* _RECORDS PROVIDED_
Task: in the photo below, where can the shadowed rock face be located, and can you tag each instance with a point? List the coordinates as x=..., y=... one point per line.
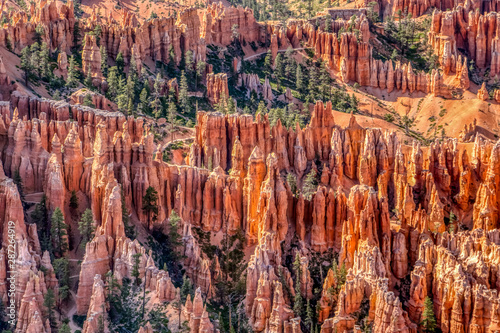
x=367, y=181
x=383, y=206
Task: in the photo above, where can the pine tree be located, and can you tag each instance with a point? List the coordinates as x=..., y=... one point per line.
x=150, y=204
x=120, y=62
x=298, y=301
x=104, y=60
x=113, y=83
x=174, y=237
x=64, y=328
x=183, y=95
x=291, y=179
x=428, y=323
x=19, y=184
x=328, y=23
x=35, y=57
x=261, y=109
x=310, y=184
x=87, y=101
x=135, y=269
x=309, y=322
x=44, y=57
x=200, y=70
x=58, y=232
x=89, y=81
x=72, y=78
x=40, y=216
x=49, y=302
x=190, y=68
x=61, y=269
x=156, y=103
x=122, y=98
x=279, y=68
x=130, y=91
x=299, y=81
x=172, y=112
x=26, y=65
x=144, y=99
x=268, y=63
x=86, y=227
x=129, y=228
x=186, y=289
x=73, y=201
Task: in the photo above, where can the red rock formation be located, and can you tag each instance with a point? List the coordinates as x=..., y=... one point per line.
x=197, y=315
x=91, y=59
x=482, y=93
x=98, y=100
x=96, y=317
x=217, y=89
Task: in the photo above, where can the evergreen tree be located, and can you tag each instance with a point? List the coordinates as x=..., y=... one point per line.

* _THE REQUEST_
Put the entries into a JSON list of strings with one string per line, starting at the first line and stopping after the line that contains "x=73, y=201". Skip blank lines and leave out the pictures.

* _SOLUTION BELOW_
[
  "Task: in the photo below, where can the shadowed rock face be located, and can you tag each instance with a point? List the coordinates as x=..., y=... one point per line.",
  "x=367, y=181",
  "x=383, y=206",
  "Task: in the photo above, where can the pine tree be located, and can you tag each instance with a point? List the coordinates as x=..., y=... one point per line.",
  "x=150, y=204",
  "x=120, y=62",
  "x=298, y=301",
  "x=104, y=60",
  "x=113, y=83",
  "x=174, y=237",
  "x=64, y=328",
  "x=183, y=95",
  "x=291, y=179",
  "x=428, y=323",
  "x=19, y=184",
  "x=328, y=23",
  "x=35, y=57",
  "x=261, y=109",
  "x=310, y=184",
  "x=87, y=101",
  "x=135, y=269",
  "x=309, y=322",
  "x=44, y=57",
  "x=200, y=70",
  "x=58, y=232",
  "x=89, y=81",
  "x=72, y=78",
  "x=40, y=216",
  "x=49, y=302",
  "x=190, y=68",
  "x=61, y=269",
  "x=156, y=103",
  "x=122, y=98",
  "x=279, y=68",
  "x=130, y=91",
  "x=299, y=81",
  "x=172, y=112",
  "x=26, y=65",
  "x=144, y=99",
  "x=268, y=63",
  "x=86, y=227",
  "x=129, y=228",
  "x=186, y=289",
  "x=73, y=201"
]